Work order: Copy the data precisely, character for character, and leave out every picture.

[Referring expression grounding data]
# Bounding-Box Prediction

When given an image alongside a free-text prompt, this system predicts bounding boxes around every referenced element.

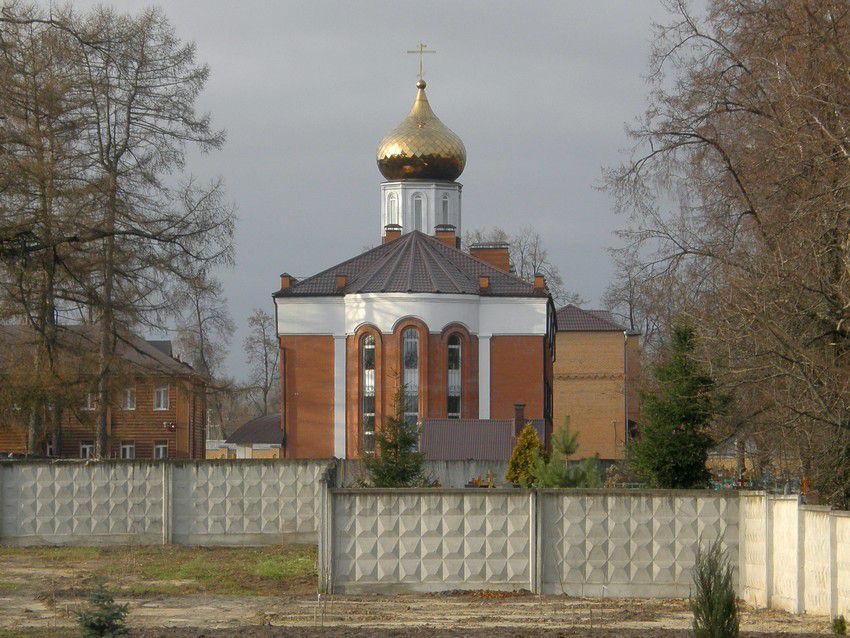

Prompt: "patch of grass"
[0,545,100,563]
[0,580,22,592]
[254,553,316,579]
[0,544,318,598]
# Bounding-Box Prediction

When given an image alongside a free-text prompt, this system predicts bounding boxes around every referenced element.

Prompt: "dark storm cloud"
[72,0,670,377]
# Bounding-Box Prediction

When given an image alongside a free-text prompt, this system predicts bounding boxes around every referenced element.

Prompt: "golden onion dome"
[377,80,466,181]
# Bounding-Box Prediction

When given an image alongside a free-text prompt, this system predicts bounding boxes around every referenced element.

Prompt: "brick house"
[0,326,207,460]
[553,305,640,462]
[274,78,556,459]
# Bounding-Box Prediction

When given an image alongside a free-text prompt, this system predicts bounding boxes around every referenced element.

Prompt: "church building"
[274,78,556,459]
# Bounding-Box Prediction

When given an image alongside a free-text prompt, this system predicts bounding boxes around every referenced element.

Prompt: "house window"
[80,441,94,459]
[83,392,95,411]
[447,334,461,418]
[412,194,424,231]
[361,335,376,453]
[154,386,169,411]
[154,441,168,460]
[440,194,449,225]
[387,192,398,225]
[402,328,419,426]
[123,386,136,410]
[120,440,135,459]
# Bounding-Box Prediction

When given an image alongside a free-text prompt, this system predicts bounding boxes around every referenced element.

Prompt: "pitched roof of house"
[0,324,196,377]
[226,413,282,445]
[420,418,546,461]
[273,231,544,298]
[555,304,627,332]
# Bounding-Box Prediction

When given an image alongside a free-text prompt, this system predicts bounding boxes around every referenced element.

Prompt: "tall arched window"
[386,193,398,225]
[361,335,376,453]
[402,328,419,424]
[447,334,461,418]
[440,194,450,226]
[412,194,424,231]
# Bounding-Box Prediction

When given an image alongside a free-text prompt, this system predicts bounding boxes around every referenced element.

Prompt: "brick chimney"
[478,275,490,293]
[513,403,526,436]
[470,241,510,273]
[383,224,402,243]
[534,273,546,292]
[434,224,458,248]
[280,273,296,291]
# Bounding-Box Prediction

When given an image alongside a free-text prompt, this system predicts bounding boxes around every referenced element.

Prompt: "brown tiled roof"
[420,418,546,461]
[0,324,196,377]
[555,304,626,332]
[273,231,542,298]
[226,413,282,445]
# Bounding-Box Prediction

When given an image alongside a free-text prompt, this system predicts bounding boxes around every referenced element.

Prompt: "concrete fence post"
[830,512,839,618]
[765,494,774,608]
[318,472,334,594]
[529,490,540,594]
[795,496,805,614]
[161,462,173,545]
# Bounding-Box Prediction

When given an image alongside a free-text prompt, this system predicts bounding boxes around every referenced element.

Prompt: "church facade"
[274,79,556,459]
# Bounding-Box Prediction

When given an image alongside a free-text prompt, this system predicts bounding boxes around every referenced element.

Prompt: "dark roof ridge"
[276,231,547,298]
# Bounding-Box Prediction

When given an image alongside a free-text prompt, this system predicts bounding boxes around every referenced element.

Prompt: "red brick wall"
[489,336,546,420]
[0,377,206,459]
[281,324,547,460]
[280,335,334,459]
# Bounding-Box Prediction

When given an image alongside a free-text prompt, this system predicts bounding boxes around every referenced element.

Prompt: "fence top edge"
[330,487,749,497]
[0,458,336,467]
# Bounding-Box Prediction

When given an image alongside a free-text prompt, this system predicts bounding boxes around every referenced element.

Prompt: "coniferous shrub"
[75,583,129,637]
[506,423,543,487]
[833,615,847,635]
[691,538,739,638]
[532,417,601,488]
[364,385,427,487]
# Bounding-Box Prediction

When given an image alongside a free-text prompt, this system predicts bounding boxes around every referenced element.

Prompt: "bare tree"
[463,226,583,306]
[244,308,279,417]
[605,0,850,503]
[0,5,235,457]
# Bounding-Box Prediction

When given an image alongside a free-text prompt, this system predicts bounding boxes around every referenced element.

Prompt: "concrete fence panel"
[770,496,803,613]
[328,489,533,593]
[537,491,738,597]
[1,462,166,546]
[738,492,769,607]
[0,459,334,546]
[801,506,832,615]
[171,460,332,545]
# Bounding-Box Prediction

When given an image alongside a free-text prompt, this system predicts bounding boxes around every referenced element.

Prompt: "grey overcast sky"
[75,0,671,378]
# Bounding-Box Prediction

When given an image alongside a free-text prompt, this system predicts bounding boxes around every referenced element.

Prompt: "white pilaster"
[333,336,347,458]
[478,335,491,419]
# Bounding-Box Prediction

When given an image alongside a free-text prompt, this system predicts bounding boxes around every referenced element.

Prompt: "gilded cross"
[406,42,436,80]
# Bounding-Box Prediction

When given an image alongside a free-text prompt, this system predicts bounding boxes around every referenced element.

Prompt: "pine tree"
[364,385,426,487]
[506,423,543,487]
[75,583,129,637]
[533,417,601,488]
[629,325,720,488]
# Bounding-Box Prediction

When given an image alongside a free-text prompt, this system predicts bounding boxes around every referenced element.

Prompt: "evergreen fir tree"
[75,583,129,637]
[506,423,543,486]
[533,417,601,488]
[364,385,426,487]
[629,324,720,488]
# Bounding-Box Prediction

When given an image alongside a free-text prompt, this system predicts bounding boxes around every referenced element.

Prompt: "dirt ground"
[0,545,835,637]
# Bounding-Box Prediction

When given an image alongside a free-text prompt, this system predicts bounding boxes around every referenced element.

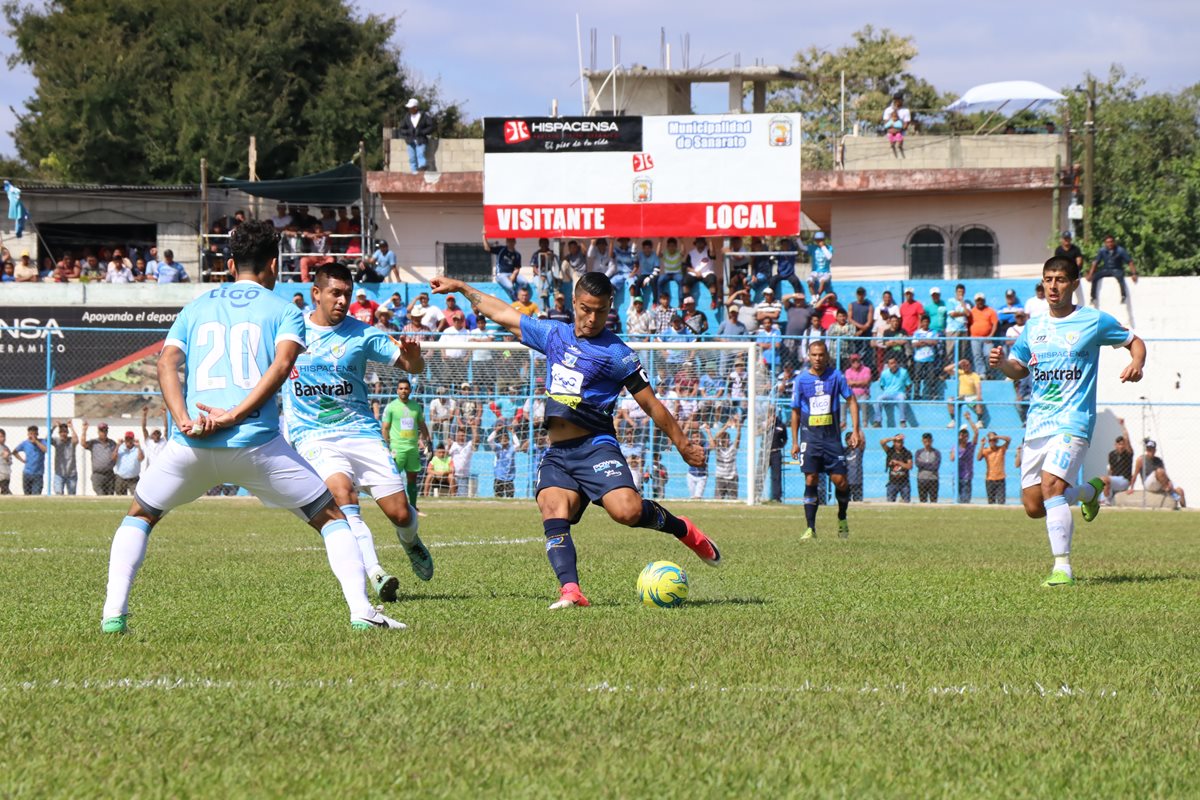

Answer section:
# Bounding-Box Prediction

When given an image alongside a free-text prompt, this system predicts bounding boxes around every referenced element.


Prompt: "patch of grass"
[0,545,100,563]
[0,580,22,592]
[254,553,316,579]
[0,544,318,598]
# Bounding-Box Prediction

When given an image alongside a free-text prompt, this system predicts bounding boxes around every referenced element.

Prompt: "dark storm cloud"
[72,0,670,377]
# Bounding-Box Prediction

When given an image alongside a free-text prompt, this system predicts bounding boxes around every referenced element.

Prompt: "golden onion dome"
[377,80,466,181]
# Bounding-Box Prediction

When given an image alongside a free-text prompt, this system predicts bounding boxes around every referenced element.

Prompt: "brick house"
[0,326,207,460]
[553,305,640,462]
[274,78,556,459]
# Bounding-Box Prediction

When given an image alongside a free-text prompt, this system predicts bounding boxes around every referenced element.

Prompt: "church building"
[274,78,556,459]
# Bounding-Box Prediction

When given an image alongside a free-text prompt, this system predicts bounding boxes around every referenced element.

Prompt: "house window"
[80,441,94,459]
[83,392,95,411]
[447,334,461,418]
[412,194,424,231]
[361,335,376,453]
[154,386,169,411]
[154,441,168,460]
[440,194,449,225]
[387,192,398,225]
[402,328,419,426]
[123,386,136,410]
[120,440,135,459]
# Bounding-Box Prediction

When given an image alongside a free-text prompt, this system predicts bounding boxes around every referenced element.

Prompt: "pitched roof of house"
[0,324,196,377]
[226,413,282,445]
[420,418,546,461]
[273,231,544,298]
[555,304,627,332]
# Bounding-Box Prediction

When given an image alongside a free-text prompt, this system predicts bounding boxes around every referenced element.

Prompt: "tall arched window"
[386,193,398,225]
[361,335,376,453]
[402,328,419,424]
[447,334,461,418]
[440,194,450,226]
[412,194,424,231]
# Bounding-Box Prediction

When given an image alongside a free-text prompt, this system predicts bounding boxes around every referenced element.

Prompt: "brick chimney"
[478,275,490,293]
[513,403,526,436]
[470,241,510,273]
[383,224,402,243]
[534,273,546,292]
[434,224,458,248]
[280,273,296,291]
# Bounding-Box Prediction

When given an image alongside a free-text prompt, this system predicts bounding boxes around every referenced element.

Prompt: "brown tiled roof"
[420,418,546,461]
[0,324,196,377]
[555,304,626,332]
[273,231,542,298]
[226,413,282,445]
# Bounding-Box Prediction

When given an image alongside a free-text prompt, this system predicts bounding boxes around every referenced element.

Prompt: "concrete fence post"
[830,512,839,618]
[765,494,774,608]
[318,472,334,594]
[529,490,540,594]
[795,496,805,614]
[161,462,173,545]
# Bounding-Box Prediction

When given an image alongside a free-text prompt, this system predicts bounding boxes around every referenced element.

Prompt: "church facade"
[274,79,556,459]
# Bounding-Box Prediction

When given an image alongside a free-text prompt, this system predicts bounding boxes around every referenced element.

Prompt: "dark roof ridge"
[276,231,547,298]
# Bounding-Box Prediction

When given an image alongside a free-text prompt, this system predicts bounding boxes around every referenced element.

Prompt: "red brick wall"
[489,336,546,420]
[0,377,206,459]
[281,324,547,460]
[280,335,334,459]
# Bounding-Box Prediction

When given an image alongside a free-text prompt, this system predicts bounding boxes around every referenced element.

Prompt: "fence top edge"
[330,487,749,497]
[0,458,336,467]
# Bounding-Box Prediction

When given an image alongside a free-text prompt, this system predicts bounding boxes around every referenced element.

Prompt: "coniferous shrub"
[75,583,129,637]
[506,423,543,487]
[833,615,847,635]
[691,538,739,638]
[532,417,601,488]
[364,385,427,487]
# Bounding-Box Prediction

When given an image alongside a free-text prompt, this system predicts bounding boxes around every referenced element.

Prompt: "bare tree"
[463,226,583,306]
[244,308,279,417]
[605,0,850,503]
[0,5,235,457]
# Bounding-Box Prediction

When given an image alongside a free-text prompt, this system predicts bounding boxes around every referenced element.

Prompt: "concrete fence panel"
[770,496,803,613]
[328,489,533,593]
[537,491,738,597]
[1,462,166,546]
[738,492,769,607]
[0,459,334,546]
[801,506,832,615]
[171,460,332,545]
# Bounding-Box Prediction

When given an image alongside a free-text prompt, this system predicts bounding boxes around every referenced element.

Prompt: "grey overcast sky"
[75,0,671,378]
# Bounding-Box Prediction

When given an image alongside a free-text prompt, this system predicts bounding boxes around every referenced element.

Prompt: "white pilaster"
[333,336,347,458]
[478,335,491,419]
# Bounding-Box Prediction

When given an image alongside a free-text prompt, this system predicts bounding boxes around every referenced element.

Prompt: "gilded cross"
[406,42,436,80]
# Bounding-Box Prediction

When given an image alongside a free-text prompt, this system predicts bounding boxes around every referenced element.

Prompt: "pine tree"
[364,385,426,487]
[506,423,543,487]
[75,583,129,637]
[533,417,601,488]
[629,325,720,488]
# Bounding-Box Prediction

When given an image alongside a free-text prompt, this system predicts bounding boxes around every referenced element.

Prompt: "evergreen fir tree"
[75,583,129,637]
[506,423,543,486]
[533,417,601,488]
[364,385,426,487]
[629,324,720,488]
# Bounding-Box Prediction

When given an image alongside a free-text prompt, this system predicts bounding boxes around every referenced element.

Prompt: "dirt ground"
[0,545,835,637]
# Bounding-Box Prediction

When given an image alongside a free-text prompt, this system predicts bounding boxes around every referenced element.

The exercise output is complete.